» **ASSIGNMENT**
Make an exact copy of each entry, leaving out every picture.

» **RECORD EXTRACTS**
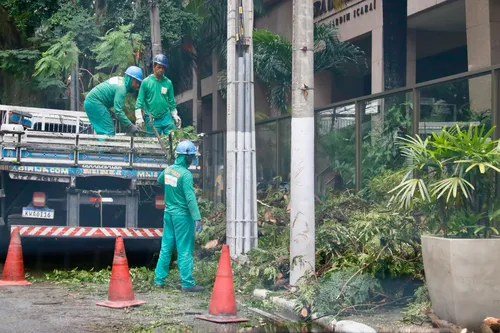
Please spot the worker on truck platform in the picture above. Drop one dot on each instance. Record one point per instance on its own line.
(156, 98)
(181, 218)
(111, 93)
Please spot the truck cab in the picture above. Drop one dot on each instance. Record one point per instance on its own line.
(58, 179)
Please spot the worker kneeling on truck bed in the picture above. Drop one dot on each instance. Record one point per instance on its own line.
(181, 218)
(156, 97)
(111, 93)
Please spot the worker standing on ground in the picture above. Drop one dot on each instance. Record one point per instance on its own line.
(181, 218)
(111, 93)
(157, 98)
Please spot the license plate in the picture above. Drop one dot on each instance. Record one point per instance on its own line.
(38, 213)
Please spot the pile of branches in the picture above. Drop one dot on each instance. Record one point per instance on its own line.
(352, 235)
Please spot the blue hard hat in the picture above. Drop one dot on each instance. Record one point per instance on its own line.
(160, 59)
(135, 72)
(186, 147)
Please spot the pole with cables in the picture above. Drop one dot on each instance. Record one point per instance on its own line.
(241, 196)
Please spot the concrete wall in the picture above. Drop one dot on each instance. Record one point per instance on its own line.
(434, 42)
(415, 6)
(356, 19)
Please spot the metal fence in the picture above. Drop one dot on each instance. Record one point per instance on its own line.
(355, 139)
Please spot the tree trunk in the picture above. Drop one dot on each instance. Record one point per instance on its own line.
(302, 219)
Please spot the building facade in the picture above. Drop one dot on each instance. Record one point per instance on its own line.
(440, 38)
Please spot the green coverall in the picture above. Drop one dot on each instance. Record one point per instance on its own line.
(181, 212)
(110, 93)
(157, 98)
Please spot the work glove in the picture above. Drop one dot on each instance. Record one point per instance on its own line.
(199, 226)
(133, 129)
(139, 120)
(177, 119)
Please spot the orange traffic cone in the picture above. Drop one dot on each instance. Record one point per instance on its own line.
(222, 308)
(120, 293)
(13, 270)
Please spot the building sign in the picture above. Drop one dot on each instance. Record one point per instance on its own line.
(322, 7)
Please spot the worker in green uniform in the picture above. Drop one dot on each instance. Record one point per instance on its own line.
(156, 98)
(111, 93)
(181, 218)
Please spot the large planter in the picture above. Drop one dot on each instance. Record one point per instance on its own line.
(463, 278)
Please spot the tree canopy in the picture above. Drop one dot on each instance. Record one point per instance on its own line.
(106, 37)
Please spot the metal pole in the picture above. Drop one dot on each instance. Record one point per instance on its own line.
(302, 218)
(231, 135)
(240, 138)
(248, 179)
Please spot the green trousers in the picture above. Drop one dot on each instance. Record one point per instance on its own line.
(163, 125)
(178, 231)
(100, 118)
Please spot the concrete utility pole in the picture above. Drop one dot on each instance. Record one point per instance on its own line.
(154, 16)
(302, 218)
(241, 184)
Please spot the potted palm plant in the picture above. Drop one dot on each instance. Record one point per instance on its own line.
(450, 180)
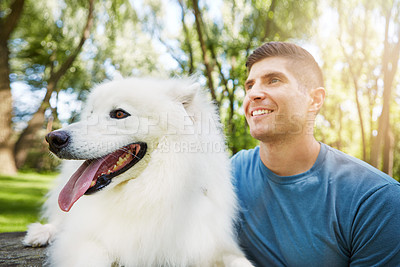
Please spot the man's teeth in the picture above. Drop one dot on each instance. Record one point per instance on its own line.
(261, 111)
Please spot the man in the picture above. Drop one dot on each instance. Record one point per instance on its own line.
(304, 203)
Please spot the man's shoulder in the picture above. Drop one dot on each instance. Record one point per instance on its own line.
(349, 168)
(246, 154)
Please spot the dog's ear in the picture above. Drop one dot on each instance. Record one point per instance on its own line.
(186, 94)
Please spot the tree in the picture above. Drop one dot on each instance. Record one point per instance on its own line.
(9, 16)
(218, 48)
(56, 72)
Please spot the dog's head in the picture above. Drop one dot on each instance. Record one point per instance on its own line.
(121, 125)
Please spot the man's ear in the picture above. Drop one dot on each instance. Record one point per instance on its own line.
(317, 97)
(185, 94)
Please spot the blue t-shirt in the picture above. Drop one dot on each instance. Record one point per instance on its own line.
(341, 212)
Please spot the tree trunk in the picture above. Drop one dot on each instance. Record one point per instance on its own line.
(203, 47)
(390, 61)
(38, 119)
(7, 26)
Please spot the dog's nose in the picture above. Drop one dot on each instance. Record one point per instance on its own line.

» **TASK SOLUTION**
Please spot the worker on truck platform in the picture above. Drop one dot on each instance. Record one point per instance on its own line.
(156, 98)
(181, 218)
(111, 93)
Please spot the truck cab in the picture above. Drop one dot on each instance. Record one point per instance on its own line.
(58, 179)
Please spot the worker kneeling on truck bed in the picture above. Drop one dot on each instance. Record one point per instance on its own line.
(181, 218)
(156, 97)
(111, 93)
Please spot the worker standing on ground in the picture above. Drop one dot on each instance. Record one point per instance on its own line.
(181, 218)
(111, 93)
(157, 98)
Please spot the license plate in the picture above. Drop one dot on each instance. Record one point per instance on its own line.
(38, 213)
Please spot the pile of branches in the picture above. Drop one dot on each instance. Record one point per instance on its own line.
(352, 235)
Please spot the blue hard hat in the picture above. Drop one dot on each instance. Record one point per instance on its own line.
(160, 59)
(135, 72)
(186, 147)
Please spot the pole with cables in the picture above. Drop one dot on each instance. Record one point per instance on its own line.
(241, 196)
Please spot the concrete wall in the picture above. Drop one dot on each instance. Record one point per instance on its own line.
(434, 42)
(415, 6)
(356, 19)
Please spot the metal fence in the picture above. Drop one dot on each instance. Record one point per instance on its own line.
(355, 139)
Please spot the tree trunk in the picture above. Drop one dot on each instance. Record one point per instance on its own line.
(302, 219)
Please spot the building facade in the picture above. Drop one dot on each instance. Record one point per instance on its own line.
(440, 38)
Please spot the green coverall in the picture above. Drop one dot on each instance. Record one point per instance on its own line.
(181, 212)
(110, 93)
(157, 98)
Please spot the work glove in the picture above. Drop one dot on each instance. Record one point per instance on its own line.
(199, 226)
(133, 129)
(139, 120)
(177, 119)
Please spot the orange traffic cone in the picture above. Drop one dot on each instance. Record one point per instance on its own line.
(222, 308)
(120, 293)
(13, 270)
Please spot the building sign in the picture above. Drop one dot on each instance. Record one point per instance on its own line.
(322, 7)
Please spot the worker in green uniform in the picture above. Drop one dot on each instance. Record one point per instance on its own line.
(156, 98)
(111, 93)
(181, 218)
Please spot the large planter in the picture above. Drop one dot on each instance. Record one point per instance on its own line.
(463, 278)
Please spot the tree canopy in the picture above. Drop one dot on each instance. Record one point per instance on its own line.
(106, 37)
Please spot the metal pole in the picture above. Drop one dot on each instance. Record one point per instance on its own line.
(302, 218)
(231, 135)
(240, 138)
(248, 179)
Please spot the green trousers in the picture above. Drop one dot on each instance. Record one point per instance on its own line.
(163, 125)
(178, 231)
(100, 118)
Please spot the concrete utility pole in the picture above. Drop one dot on each instance. Record one point per instance on its own line.
(154, 16)
(302, 218)
(241, 184)
Please spot the potted palm plant in the picture above. Drop one dot on each instance. Record one point per instance on its own line.
(450, 180)
Please spot the man's teeth in the picture above. Drop one dot on each instance. Record one point per instance on its own line.
(261, 111)
Please spot the man in the picture above. Drop one dot on each instance. Record one point per instance on its own line.
(304, 203)
Please spot the man's shoulder in the picture above. Drop one dot on each instance. Record one point per instance on its own line.
(349, 168)
(246, 154)
Please spot the dog's ear in the picture above. Drop one dot on each instance. Record one point per instance on its own line.
(186, 94)
Please spot the tree in the picture above. Drop one dot on each instance. Record one point per instance on its own line.
(9, 16)
(218, 48)
(56, 72)
Please spot the dog's head in the picture above. Drop one dot on each instance. Record one point per instance on its own line.
(121, 125)
Please spot the man's ear in the picture above. Drop one dot on each instance. Record one point per instance on its own line.
(317, 97)
(185, 94)
Please spot the blue t-shirt in the picture above. Drop one dot on each instance. Record one point per instance on its own line.
(341, 212)
Please spot the tree trunk in the picture above. Drop one dot on each instance. Record one point per instance on its own line.
(203, 47)
(390, 61)
(38, 119)
(7, 26)
Please spot the dog's nose in the picture above. Drop one dot on each instance. Record one point per instance on its own line.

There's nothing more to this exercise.